---------- Text provided ----------

Happy Wednesday! It’s raining here. So I left school as soon as possible (I meant to leave at 3:00 right after PTT but, instead, I left at 4:00. Which is not right after, but it’s pretty darn good for me!), made some hot coffee, reunited with PJ, and sat down on the couch with a warm blanket. HAPPY SIGH.
In honor of Valentine’s Day (yes, I know that was yesterday and that some of you would like to forget about it, but just hold on), Chrissy at Buzzing with Ms. B. is having a linky party about How You Met Your Hunny. I LOVE this. I wanted to post it yesterday but that post was taken for Talk About It Tuesday. And I didn’t want anyone to get upset with me for delaying it. So here I go. I’m a little late to the party but I’m going!!!! And by the way, if you don’t follow Chrissy, get over there now and follow her. She cracks me up!!!!
SO!!! Clear throat. Cough. Is this thing on?
How I Met My Hunny:
I was 18 and a freshman at a community college. I worked at a telemarketing company because, back then, people were allowed to call you if they wanted to. It didn’t matter if you didn’t want them to. We called you anyway. And cell phones didn’t really exist for “regular people”. Maybe rich people, but not regular people so we called you at your home. Usually during dinner. I talked to some really nice people during the dinner hour. No one was ever rude to me or anything.

---------- Information provided ----------

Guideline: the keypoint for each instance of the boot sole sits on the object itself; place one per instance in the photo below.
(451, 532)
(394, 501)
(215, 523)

----------

List of tasks
- a) Based on the blog post, does each statement agree with the text? Answer yes or no for each and quote the deciding words. (i) The writer left school at 3:00. (ii) Chrissy at Buzzing with Ms. B. is hosting the linky party. (iii) At 18, the writer was a sophomore at a community college.
- b) Write out the stretch of the blog post from "Happy Wednesday! It’s" through "this thing on?", substituting "tea" for "coffee".

Solutions below
- a)
(i) No: "I meant to leave at 3:00 right after PTT but, instead, I left at 4:00."
(ii) Yes: "Chrissy at Buzzing with Ms. B. is having a linky party about How You Met Your Hunny."
(iii) No: "I was 18 and a freshman at a community college."

- b)
Happy Wednesday! It’s raining here. So I left school as soon as possible (I meant to leave at 3:00 right after PTT but, instead, I left at 4:00. Which is not right after, but it’s pretty darn good for me!), made some hot tea, reunited with PJ, and sat down on the couch with a warm blanket. HAPPY SIGH.
In honor of Valentine’s Day (yes, I know that was yesterday and that some of you would like to forget about it, but just hold on), Chrissy at Buzzing with Ms. B. is having a linky party about How You Met Your Hunny. I LOVE this. I wanted to post it yesterday but that post was taken for Talk About It Tuesday. And I didn’t want anyone to get upset with me for delaying it. So here I go. I’m a little late to the party but I’m going!!!! And by the way, if you don’t follow Chrissy, get over there now and follow her. She cracks me up!!!!
SO!!! Clear throat. Cough. Is this thing on?